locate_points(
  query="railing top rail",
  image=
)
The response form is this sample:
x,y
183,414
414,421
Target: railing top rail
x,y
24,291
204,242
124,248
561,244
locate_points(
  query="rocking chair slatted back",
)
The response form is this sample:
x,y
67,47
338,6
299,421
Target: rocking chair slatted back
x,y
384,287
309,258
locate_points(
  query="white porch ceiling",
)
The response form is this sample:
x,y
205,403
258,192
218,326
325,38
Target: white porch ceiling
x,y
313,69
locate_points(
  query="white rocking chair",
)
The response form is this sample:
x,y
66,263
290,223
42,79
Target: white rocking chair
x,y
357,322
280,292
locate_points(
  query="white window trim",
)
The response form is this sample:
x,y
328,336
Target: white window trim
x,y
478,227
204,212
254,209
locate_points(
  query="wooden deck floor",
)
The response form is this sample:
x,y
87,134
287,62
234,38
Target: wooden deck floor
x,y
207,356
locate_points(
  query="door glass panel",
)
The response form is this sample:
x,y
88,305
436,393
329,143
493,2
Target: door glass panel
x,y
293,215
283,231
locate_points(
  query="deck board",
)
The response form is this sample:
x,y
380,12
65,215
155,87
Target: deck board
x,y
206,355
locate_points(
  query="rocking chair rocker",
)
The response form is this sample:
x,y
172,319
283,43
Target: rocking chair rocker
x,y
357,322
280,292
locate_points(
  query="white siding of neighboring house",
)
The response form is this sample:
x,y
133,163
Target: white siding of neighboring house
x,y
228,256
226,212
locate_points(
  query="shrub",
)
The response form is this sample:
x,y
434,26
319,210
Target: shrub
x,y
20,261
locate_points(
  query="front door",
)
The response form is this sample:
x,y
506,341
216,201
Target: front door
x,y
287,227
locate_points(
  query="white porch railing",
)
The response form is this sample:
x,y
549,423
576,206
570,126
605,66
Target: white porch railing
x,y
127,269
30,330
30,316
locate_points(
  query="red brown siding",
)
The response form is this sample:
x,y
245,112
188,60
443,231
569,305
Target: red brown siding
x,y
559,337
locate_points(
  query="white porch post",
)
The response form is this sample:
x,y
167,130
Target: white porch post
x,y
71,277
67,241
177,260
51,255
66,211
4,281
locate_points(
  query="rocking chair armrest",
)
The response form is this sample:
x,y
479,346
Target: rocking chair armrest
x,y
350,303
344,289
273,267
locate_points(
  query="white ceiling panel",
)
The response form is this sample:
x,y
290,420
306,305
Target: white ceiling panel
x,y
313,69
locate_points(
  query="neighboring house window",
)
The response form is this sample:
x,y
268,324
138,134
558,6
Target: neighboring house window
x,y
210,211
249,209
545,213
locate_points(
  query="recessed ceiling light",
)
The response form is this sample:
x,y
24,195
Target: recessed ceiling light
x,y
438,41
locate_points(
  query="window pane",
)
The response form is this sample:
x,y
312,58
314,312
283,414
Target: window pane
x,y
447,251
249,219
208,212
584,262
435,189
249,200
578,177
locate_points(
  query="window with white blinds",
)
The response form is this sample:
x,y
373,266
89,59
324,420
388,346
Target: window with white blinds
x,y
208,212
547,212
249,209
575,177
* * * * * * *
• _To do_: Your answer must be the full listing, restated word for word.

• _Output of the task_:
locate_points(
  query="railing top rail",
  image=
)
The response form is this sample:
x,y
183,414
414,421
Target: railing top rail
x,y
24,291
204,242
124,248
561,244
locate_points(
  query="rocking chair slatted back",
)
The response form is this sample:
x,y
67,47
338,6
299,421
Target: rocking chair slatted back
x,y
384,287
309,258
locate_points(
  query="white porch ceiling",
)
The response form is this sample:
x,y
205,403
258,192
218,326
325,38
Target: white porch ceiling
x,y
313,69
locate_points(
  query="white rocking chair",
)
The response form is this sample:
x,y
66,263
290,223
42,79
Target: white rocking chair
x,y
357,322
280,292
locate_points(
  query="white window trim",
)
The response form is this sample:
x,y
328,336
Target: white window trim
x,y
478,227
204,212
254,209
locate_points(
  query="wooden deck floor",
)
The response form is this sample:
x,y
87,134
287,62
234,38
Target: wooden deck floor
x,y
207,356
locate_points(
  query="door glass panel",
)
The response form is this sample:
x,y
88,305
436,393
329,143
493,2
Target: door glass panel
x,y
293,215
283,231
locate_points(
  query="deck board",
)
The response form is this sample:
x,y
380,12
65,215
155,87
Target: deck board
x,y
206,355
locate_points(
  query="rocking chair rocker",
)
The response form is this sample:
x,y
172,319
283,43
Target: rocking chair rocker
x,y
357,322
280,292
locate_points(
  query="white siding of neighboring house",
)
The response form is this sample:
x,y
133,163
Target: white siding of neighboring house
x,y
228,256
226,212
locate_points(
  query="shrub",
)
The response form is this sample:
x,y
434,26
319,210
Target: shrub
x,y
20,261
locate_points(
  query="front door",
)
The response form is this sample:
x,y
506,341
216,201
Target: front door
x,y
287,227
locate_points(
  query="white porch railing",
)
The response form is this sample:
x,y
549,423
576,206
570,126
605,66
Target: white porch railing
x,y
127,269
30,330
30,316
locate_points(
  query="red brown siding",
)
The response form is this sample:
x,y
245,112
188,60
443,231
569,305
Target: red brown siding
x,y
559,337
locate_points(
  query="white porch post",
)
The response form is this sample:
x,y
167,130
Target: white porch post
x,y
71,277
67,241
177,260
51,255
66,211
4,281
locate_points(
  query="rocking chair armrest",
)
The response form is this sample:
x,y
479,346
Target: rocking chair armrest
x,y
350,303
344,289
273,267
locate_points(
  query="white ceiling panel",
)
The response form is this sample:
x,y
290,420
306,305
Target: white ceiling panel
x,y
313,69
locate_points(
  query="neighboring house window",
)
The response form is this sample:
x,y
268,324
138,134
558,6
Target: neighboring house window
x,y
210,211
249,209
545,213
locate_points(
  query="recessed ceiling light",
)
The response form is this sample:
x,y
24,195
Target: recessed ceiling light
x,y
438,41
locate_points(
  query="window pane",
)
The response form is this sample:
x,y
312,58
314,312
283,414
Target: window pane
x,y
447,251
249,219
208,212
584,262
435,189
249,200
578,177
locate_points(
  query="window with white blinds",
)
The response form is this sample:
x,y
373,266
89,59
324,420
388,346
Target: window with white blinds
x,y
208,212
547,212
249,209
575,177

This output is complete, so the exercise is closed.